--- begin GIVEN RECORDS ---
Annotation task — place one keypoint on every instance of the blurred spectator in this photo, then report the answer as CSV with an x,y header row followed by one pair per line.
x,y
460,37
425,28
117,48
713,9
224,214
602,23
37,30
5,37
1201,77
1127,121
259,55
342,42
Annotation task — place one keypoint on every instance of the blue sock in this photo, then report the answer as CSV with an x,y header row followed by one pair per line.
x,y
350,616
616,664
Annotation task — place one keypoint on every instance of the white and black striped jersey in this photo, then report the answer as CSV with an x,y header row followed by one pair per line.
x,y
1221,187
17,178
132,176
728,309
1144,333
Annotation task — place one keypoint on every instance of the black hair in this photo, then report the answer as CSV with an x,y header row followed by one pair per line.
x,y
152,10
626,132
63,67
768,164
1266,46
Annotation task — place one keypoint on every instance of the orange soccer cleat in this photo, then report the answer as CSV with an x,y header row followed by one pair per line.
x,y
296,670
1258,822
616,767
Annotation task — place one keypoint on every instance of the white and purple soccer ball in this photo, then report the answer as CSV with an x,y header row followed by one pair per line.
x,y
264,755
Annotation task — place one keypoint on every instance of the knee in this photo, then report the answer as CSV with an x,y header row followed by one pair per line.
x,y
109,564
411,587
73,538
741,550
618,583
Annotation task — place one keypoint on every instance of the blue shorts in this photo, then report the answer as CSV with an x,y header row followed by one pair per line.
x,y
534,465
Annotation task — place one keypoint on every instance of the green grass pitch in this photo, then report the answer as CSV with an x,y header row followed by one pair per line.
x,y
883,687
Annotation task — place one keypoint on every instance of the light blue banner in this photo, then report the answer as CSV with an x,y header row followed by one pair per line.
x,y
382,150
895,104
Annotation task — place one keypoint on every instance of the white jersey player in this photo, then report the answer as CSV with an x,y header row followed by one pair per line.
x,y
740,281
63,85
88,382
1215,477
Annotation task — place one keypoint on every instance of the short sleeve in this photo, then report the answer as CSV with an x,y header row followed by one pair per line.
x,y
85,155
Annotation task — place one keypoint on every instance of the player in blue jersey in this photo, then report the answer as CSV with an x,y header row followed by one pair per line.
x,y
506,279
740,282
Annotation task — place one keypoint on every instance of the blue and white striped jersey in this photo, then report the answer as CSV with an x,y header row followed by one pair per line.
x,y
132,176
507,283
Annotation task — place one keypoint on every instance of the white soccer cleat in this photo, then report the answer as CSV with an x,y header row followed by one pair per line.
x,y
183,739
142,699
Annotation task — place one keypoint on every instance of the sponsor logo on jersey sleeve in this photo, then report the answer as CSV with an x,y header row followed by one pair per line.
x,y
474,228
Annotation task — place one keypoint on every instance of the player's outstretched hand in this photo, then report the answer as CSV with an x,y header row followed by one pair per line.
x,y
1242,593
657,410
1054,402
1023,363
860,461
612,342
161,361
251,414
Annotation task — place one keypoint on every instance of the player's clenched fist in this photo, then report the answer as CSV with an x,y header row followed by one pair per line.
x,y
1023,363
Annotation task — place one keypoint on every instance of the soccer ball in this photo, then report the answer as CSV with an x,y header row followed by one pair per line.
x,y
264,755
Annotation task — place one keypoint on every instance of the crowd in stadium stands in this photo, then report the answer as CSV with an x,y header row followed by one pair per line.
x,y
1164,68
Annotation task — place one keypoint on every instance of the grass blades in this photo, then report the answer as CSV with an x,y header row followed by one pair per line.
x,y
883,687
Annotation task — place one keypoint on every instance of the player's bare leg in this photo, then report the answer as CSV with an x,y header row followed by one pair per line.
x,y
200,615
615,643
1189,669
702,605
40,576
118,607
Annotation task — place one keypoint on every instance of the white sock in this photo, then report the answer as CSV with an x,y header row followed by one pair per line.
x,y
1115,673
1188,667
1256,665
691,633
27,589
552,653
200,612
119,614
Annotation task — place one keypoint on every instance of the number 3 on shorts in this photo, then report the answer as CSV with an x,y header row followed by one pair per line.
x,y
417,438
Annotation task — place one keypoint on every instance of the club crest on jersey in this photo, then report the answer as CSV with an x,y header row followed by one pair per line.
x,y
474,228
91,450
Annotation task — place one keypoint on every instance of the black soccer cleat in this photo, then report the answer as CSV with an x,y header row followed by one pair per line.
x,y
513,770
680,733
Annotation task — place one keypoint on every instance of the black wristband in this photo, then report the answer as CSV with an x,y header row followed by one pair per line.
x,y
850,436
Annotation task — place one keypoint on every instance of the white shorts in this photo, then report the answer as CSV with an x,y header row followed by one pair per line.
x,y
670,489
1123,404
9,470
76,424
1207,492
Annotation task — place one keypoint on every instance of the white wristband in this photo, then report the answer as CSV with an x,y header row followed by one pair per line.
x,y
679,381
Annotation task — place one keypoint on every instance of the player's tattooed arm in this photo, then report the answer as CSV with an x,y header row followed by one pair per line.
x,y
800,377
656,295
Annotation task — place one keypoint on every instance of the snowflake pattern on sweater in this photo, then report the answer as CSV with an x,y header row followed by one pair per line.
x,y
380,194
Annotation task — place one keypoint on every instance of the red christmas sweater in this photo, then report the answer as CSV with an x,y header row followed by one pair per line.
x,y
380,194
--- end GIVEN RECORDS ---
• _WRITTEN PROBLEM_: Word for word, extract all the records.

• _WRITTEN RESPONSE_:
Annotation task — place one keypoint on every instance of the blurred spectator in this photo, then report the answer as CSV with an x,y header row followed by one pair per line.
x,y
460,37
425,28
117,48
713,9
224,214
602,23
37,30
5,37
1201,77
1127,121
259,55
342,42
Annotation task — place one keypoint on every instance of the blue sock in this photo, then report the answer as CSV with an x,y header row followed by one pair per line.
x,y
350,616
616,664
Annotation task — place one keypoint on every instance of the white and black striped jersey in this photo, then report the answer as CSV with an x,y header row followed by one pair per line.
x,y
1221,187
17,178
132,176
728,309
1144,333
Annotation task — place one keypoint on every instance of the black hair in this photo, then report the answer as CSV with an x,y header row followed by one pair per line.
x,y
152,10
626,132
63,67
768,164
1266,46
Annotation task — place one keypoint on every instance of the orange soccer cleat in this photo, then report the answer as CSV with an x,y header row followed by one pair per line.
x,y
296,670
1258,822
616,767
Annotation task — place one keypoint on every instance of the white and purple soccer ball in this photo, then report the answer as CSV with an x,y header row followed by one pair per line.
x,y
264,755
Annotation task — place one keypoint on every instance of the knee in this photo, then report the answer as CSV with an x,y header row followed by one pair per line.
x,y
109,564
411,587
73,538
741,550
618,583
Annotation task — place one keypoint on every instance of the blue shorts in this photo, then report the answer as CSV with an x,y header row followed by one pair per line.
x,y
534,465
Annotation task — place one keypoint on every instance of the green grass pitch in this photo, then report the answer as CSV with an x,y header row followed by one pair per line.
x,y
883,687
Annotation task — place one keypoint on every instance of the light blue banner in this photo, then report the answer as CSV with an x,y header row followed by one pair per line.
x,y
382,150
895,104
Annotation task — place one keypoint on every instance of the white jersey player in this photo, then report the answer as CSV with an x,y header row followed by one pair per line.
x,y
740,281
63,85
88,382
1215,477
Annotation task — place one keypoint on every instance of the short sleeve in this photo, then report the answer as CSV with an x,y header row followed by one pair per line.
x,y
85,155
Annotation task — place one keypoint on every instance of the player in blue jersey in this photo, then report the answer as CSV with an x,y header row followed by one pair per line.
x,y
506,279
740,282
Annotation task — place one keypoint on every instance of the blue and white striped jersey in this photo, then report the answer as CSV with an x,y header row followed by one pair per line.
x,y
132,176
507,283
Annotation task — place one keypoint on every instance of the white soccer cleat in this photo, then report the answer as CSV with an x,y header row followed by one pair per line.
x,y
183,739
142,699
Annotation task — place one keypoint on every instance of the sponsor logo on jersey sleeve in this photo, then report the answer as CSV with an x,y header row followed by one pair per line.
x,y
474,228
Annotation task — place one keypoint on every instance of the player's outstretched hand in this photo, then report the answer as CSV with an x,y header row followed by one pair per line.
x,y
1242,593
657,410
1054,402
1023,363
860,461
612,342
161,361
251,414
Annotation task — place one keypoint on every instance of the player's clenched fist in this photo, then report the answer as CSV with an x,y header row followed by one pair per line.
x,y
1023,363
Annotation task — place one keypoint on every instance of the soccer ball in this photo, then report the answer as CSV with an x,y header row followed by one pair per line.
x,y
264,755
Annotation task — place one keypoint on every instance of the crowd in stadium stands in this photo, then report the answer as CSV with an x,y header row followed by one pair per line.
x,y
1164,68
Annotation task — place one keypoint on every instance of the grass blades in this photo, then report the answer as CSV with an x,y header row followed by one pair per line.
x,y
883,687
Annotation task — place one keypoint on every instance of the player's bare leg in this photo, then report the answer as CSV with an x,y header row followed by one pair per line.
x,y
200,615
615,643
1189,669
702,605
40,576
118,607
Annotation task — place one keypoint on every instance of the white sock in this photo, then report the answer as CSV with an x,y header row followed by one pair per line.
x,y
1115,673
1188,667
1256,665
691,633
27,589
552,653
200,612
119,614
Annotation task — place one keypoint on every instance of the number 3 on shorts in this photo, then report the answer as CSV with an x,y header row followed by one pair per line.
x,y
417,438
Annotation task — place one keypoint on every instance of the club crest on jersey in this photo, then report the answer as CSV with an x,y header row followed by one pair per line.
x,y
474,228
91,450
Annotation task — place one keypoint on every instance of the black soccer cleat in this photo, then report the answer as CSV with an x,y header row followed by one pair per line.
x,y
513,770
680,733
Annotation task — place one keypoint on every instance of the black wristband in this photo, then report the answer as CSV with an x,y header row followed by one pair per line.
x,y
850,436
Annotation task — place one keypoint on every instance of the white shorts in this photo, then report the answer as CSV with an x,y header row followed by one pair per line.
x,y
670,489
1123,404
9,470
76,424
1207,492
Annotation task — place one keypoint on every instance of the white wristband in this photo, then report the answer as CSV with an x,y header row followed by one pair per line.
x,y
679,381
Annotation task — place one keypoint on every instance of the player's tattooed arm in this photo, then report the answer as CSV with an x,y header row followed by one pair per line.
x,y
800,377
656,295
Annotation task — place one keypoint on every instance of the snowflake pattern on sweater in this photo, then report the answer as CSV with an x,y header row followed by one pair per line.
x,y
380,194
Annotation task — place one keypoint on every instance of the red christmas sweater in this photo, then report the answer as CSV with an x,y header row followed by one pair per line.
x,y
380,194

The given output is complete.